DIRECTIVE:
Only the lines from the one holding "In this exercise you will tag the thin" to the end should be retyped, exactly, with both ends included and no pictures.

EXTRACTED INFORMATION:
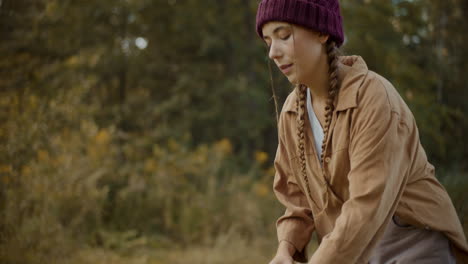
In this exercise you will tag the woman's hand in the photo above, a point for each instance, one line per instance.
(282, 259)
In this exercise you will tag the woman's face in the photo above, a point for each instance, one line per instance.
(297, 51)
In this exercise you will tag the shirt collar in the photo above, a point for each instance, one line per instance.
(352, 72)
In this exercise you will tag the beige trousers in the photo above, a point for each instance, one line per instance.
(406, 244)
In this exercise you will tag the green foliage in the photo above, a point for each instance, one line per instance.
(150, 124)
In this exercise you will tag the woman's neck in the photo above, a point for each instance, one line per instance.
(319, 83)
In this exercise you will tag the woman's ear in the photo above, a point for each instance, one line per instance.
(323, 38)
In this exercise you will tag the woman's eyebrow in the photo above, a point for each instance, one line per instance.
(276, 30)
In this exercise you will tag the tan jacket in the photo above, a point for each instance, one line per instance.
(374, 167)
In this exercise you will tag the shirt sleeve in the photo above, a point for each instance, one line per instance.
(296, 224)
(379, 158)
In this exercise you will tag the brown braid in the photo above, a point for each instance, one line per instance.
(301, 90)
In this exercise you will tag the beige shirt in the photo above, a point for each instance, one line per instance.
(374, 167)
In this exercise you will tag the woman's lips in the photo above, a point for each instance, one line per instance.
(286, 68)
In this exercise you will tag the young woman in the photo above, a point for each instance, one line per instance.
(349, 163)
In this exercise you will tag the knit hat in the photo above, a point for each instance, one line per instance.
(320, 15)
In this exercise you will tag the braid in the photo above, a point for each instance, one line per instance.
(332, 52)
(301, 90)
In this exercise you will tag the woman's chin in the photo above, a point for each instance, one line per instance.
(292, 79)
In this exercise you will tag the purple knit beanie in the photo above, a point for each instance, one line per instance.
(320, 15)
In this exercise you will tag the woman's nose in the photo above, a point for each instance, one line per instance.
(274, 52)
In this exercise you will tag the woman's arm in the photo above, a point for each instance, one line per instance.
(381, 147)
(296, 225)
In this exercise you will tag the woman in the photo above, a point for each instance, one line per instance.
(349, 163)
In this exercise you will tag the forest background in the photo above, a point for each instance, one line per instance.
(143, 131)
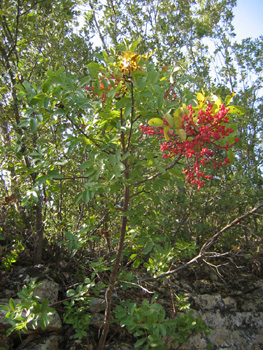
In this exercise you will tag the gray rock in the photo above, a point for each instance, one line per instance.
(44, 343)
(48, 290)
(116, 345)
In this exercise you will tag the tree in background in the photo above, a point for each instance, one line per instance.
(77, 169)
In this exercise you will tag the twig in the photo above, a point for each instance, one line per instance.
(159, 173)
(205, 246)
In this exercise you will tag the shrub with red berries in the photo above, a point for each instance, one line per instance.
(195, 132)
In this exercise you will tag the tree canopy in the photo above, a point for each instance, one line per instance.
(82, 171)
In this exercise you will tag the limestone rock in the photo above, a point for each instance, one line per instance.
(44, 343)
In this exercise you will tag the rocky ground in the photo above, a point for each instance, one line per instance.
(228, 298)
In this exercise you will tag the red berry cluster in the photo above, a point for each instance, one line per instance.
(203, 129)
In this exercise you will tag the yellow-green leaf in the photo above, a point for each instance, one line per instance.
(229, 98)
(236, 110)
(155, 122)
(182, 134)
(169, 119)
(166, 130)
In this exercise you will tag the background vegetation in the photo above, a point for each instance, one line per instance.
(62, 186)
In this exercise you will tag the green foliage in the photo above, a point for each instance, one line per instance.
(27, 311)
(76, 308)
(149, 323)
(11, 257)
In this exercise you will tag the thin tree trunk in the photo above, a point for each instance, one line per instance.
(114, 274)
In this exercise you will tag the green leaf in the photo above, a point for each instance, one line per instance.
(140, 342)
(86, 165)
(33, 124)
(182, 134)
(134, 45)
(236, 110)
(229, 98)
(155, 122)
(4, 308)
(86, 196)
(123, 102)
(93, 68)
(169, 119)
(44, 305)
(148, 247)
(166, 130)
(12, 304)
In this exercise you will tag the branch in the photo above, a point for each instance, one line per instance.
(208, 244)
(212, 240)
(98, 27)
(159, 173)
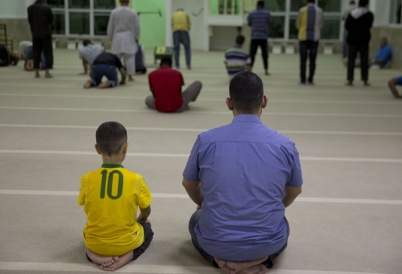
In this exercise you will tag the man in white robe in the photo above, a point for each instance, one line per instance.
(124, 32)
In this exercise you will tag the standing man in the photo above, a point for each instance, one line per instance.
(242, 176)
(124, 31)
(40, 18)
(259, 20)
(309, 24)
(358, 24)
(180, 27)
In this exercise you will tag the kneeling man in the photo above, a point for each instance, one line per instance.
(242, 176)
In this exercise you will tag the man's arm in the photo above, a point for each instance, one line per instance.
(194, 191)
(291, 194)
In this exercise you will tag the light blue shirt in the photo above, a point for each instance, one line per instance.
(243, 168)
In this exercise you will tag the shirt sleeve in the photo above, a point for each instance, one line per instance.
(83, 189)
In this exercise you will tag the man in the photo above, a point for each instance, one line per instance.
(259, 20)
(165, 85)
(7, 57)
(242, 176)
(124, 32)
(352, 6)
(383, 54)
(106, 64)
(181, 27)
(40, 18)
(236, 58)
(392, 83)
(88, 55)
(358, 24)
(309, 23)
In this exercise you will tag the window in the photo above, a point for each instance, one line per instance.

RESULT FOR THIS EXERCISE:
In this exercise you will tag the thin tree trunk in the photo above, a point for each instance, one line per instance.
(114, 274)
In this exercise you will tag the green leaf in the photo above, a point for each instance, one line per instance.
(140, 342)
(86, 165)
(33, 124)
(182, 134)
(134, 45)
(236, 110)
(229, 98)
(155, 122)
(4, 308)
(86, 196)
(123, 102)
(93, 68)
(169, 119)
(44, 305)
(148, 247)
(166, 130)
(12, 304)
In this exercise you will tag the branch in the photo above, a point for each instance, one line per instance.
(208, 244)
(212, 240)
(98, 27)
(159, 173)
In this exercise you will tag the man in white robe in the photo above, a point for each instance, one line per instance.
(124, 32)
In this exercise you will tag the standing man in the photo above, a point for each instance, one line per instance.
(242, 176)
(124, 31)
(40, 18)
(259, 20)
(309, 24)
(358, 24)
(180, 27)
In this exercise you will tag the kneeling man in the photo above, a point for each instance, one line per instance.
(242, 176)
In this exercise you will tag the man's arm in the photo above, a point for each instance, one line per instance.
(194, 191)
(291, 194)
In this exercise you will tag the light blue shirt in the photo above, a point for each instance, one line per instance.
(243, 168)
In this exercise you will tag the shirt sleeve in the photo above, a point for each instance, one line per instance.
(83, 189)
In this exercise you will tag the man in the photo above, a point for each instance, one line per instance.
(259, 20)
(165, 85)
(7, 57)
(242, 176)
(124, 32)
(352, 6)
(383, 54)
(106, 64)
(181, 27)
(40, 18)
(236, 58)
(392, 83)
(88, 55)
(358, 24)
(309, 23)
In this exercise you will tag the window in the photo above, a point for each instance, one line per instance.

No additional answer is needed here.